> Exercise requirements
Please gather and copy each line of the rows below that contains the string "from". Case counts, so uppercase and lowercase letters do not match each other.
— Start of Dataset records —
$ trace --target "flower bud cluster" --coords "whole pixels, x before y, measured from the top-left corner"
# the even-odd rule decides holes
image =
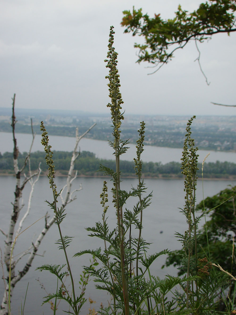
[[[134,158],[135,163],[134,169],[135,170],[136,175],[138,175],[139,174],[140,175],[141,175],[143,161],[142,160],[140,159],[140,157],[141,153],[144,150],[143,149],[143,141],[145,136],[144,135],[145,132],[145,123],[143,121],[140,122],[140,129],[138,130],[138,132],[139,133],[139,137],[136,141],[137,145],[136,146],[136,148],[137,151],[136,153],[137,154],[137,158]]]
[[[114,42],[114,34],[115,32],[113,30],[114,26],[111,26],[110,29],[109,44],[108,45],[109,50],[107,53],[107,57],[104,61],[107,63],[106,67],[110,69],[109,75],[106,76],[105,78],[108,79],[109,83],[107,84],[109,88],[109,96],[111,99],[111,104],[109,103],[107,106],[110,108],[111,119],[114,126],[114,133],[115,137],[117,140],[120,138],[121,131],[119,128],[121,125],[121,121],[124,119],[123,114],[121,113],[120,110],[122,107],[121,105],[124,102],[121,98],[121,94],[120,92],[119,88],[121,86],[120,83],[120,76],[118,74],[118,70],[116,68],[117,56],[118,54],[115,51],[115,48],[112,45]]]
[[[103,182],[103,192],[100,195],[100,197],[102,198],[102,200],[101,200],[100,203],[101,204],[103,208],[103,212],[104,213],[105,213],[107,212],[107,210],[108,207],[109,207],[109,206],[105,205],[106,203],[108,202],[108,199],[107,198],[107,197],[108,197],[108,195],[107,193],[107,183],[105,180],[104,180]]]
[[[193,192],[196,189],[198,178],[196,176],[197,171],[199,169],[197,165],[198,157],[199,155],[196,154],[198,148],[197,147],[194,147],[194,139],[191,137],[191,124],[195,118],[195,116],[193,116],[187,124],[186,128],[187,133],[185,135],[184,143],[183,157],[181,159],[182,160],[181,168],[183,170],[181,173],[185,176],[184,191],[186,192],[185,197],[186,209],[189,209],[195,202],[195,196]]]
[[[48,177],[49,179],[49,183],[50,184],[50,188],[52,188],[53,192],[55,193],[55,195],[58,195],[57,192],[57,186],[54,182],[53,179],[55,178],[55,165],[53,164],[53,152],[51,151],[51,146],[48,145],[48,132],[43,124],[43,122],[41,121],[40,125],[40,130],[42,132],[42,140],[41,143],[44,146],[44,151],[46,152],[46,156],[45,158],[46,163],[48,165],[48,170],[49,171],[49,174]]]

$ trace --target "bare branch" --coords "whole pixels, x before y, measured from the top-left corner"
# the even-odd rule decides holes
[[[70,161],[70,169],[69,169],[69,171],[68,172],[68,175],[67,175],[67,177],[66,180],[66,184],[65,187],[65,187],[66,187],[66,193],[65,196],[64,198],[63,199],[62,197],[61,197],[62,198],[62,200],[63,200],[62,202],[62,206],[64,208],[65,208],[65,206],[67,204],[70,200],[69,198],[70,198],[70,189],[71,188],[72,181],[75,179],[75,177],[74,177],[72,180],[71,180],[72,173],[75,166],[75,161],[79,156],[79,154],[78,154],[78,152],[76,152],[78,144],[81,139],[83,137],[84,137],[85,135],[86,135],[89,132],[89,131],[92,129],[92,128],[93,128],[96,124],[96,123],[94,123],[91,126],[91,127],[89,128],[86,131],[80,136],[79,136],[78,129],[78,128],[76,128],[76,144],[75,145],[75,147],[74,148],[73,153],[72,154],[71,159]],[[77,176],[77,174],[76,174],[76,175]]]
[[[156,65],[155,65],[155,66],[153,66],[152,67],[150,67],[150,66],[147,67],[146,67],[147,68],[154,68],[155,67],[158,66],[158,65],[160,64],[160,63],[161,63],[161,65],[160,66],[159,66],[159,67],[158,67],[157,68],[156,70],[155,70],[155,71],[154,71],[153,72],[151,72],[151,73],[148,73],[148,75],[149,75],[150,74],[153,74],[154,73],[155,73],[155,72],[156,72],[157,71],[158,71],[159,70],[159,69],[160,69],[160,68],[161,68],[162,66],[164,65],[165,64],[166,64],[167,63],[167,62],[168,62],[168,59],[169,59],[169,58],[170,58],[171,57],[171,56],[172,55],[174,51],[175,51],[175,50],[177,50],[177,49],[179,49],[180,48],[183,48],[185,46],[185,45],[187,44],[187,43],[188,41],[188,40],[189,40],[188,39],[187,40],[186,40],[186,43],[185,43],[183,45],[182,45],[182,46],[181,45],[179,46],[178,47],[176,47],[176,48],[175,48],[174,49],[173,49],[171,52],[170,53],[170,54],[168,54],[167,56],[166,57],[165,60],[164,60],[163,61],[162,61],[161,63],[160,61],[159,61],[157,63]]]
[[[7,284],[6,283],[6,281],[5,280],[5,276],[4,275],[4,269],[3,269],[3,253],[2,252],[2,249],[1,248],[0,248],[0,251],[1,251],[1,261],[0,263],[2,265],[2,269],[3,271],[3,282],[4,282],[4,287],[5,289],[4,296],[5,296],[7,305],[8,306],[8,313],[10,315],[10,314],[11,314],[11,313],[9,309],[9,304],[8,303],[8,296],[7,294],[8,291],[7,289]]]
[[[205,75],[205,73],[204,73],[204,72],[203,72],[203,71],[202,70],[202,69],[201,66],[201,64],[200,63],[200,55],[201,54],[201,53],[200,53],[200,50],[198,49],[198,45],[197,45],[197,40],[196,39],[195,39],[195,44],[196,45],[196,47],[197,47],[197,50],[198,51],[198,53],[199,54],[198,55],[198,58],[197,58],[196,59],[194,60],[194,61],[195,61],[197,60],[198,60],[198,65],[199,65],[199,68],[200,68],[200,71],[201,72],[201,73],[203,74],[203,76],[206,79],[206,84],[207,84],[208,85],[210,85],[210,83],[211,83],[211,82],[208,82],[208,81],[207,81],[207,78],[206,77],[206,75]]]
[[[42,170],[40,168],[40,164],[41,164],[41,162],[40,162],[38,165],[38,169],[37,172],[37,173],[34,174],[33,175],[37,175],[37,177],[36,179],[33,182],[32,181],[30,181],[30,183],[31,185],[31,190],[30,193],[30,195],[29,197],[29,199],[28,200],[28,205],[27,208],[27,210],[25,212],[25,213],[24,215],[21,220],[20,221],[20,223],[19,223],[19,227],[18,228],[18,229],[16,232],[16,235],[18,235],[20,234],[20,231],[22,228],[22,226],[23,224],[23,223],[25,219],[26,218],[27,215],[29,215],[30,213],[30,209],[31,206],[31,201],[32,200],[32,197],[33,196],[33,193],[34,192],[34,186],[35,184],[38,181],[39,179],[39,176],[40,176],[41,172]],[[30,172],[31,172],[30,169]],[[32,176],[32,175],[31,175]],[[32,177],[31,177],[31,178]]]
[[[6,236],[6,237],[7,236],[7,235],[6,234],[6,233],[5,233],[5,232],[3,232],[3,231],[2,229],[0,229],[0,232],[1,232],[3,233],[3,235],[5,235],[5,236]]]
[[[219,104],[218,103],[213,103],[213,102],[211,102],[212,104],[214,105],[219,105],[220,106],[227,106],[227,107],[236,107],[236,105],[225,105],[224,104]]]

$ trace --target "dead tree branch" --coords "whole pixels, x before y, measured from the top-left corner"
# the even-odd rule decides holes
— End of Dataset records —
> Solution to this task
$ trace --target "flower bud cluster" --coords "whole pixels, x before y, measured from the top-left corner"
$ trace --target "bare branch" --coords "whole pixels, x before y, measured from the top-left corner"
$ trace --target "dead tree branch" --coords "whole pixels, x before y, measured from the top-left corner"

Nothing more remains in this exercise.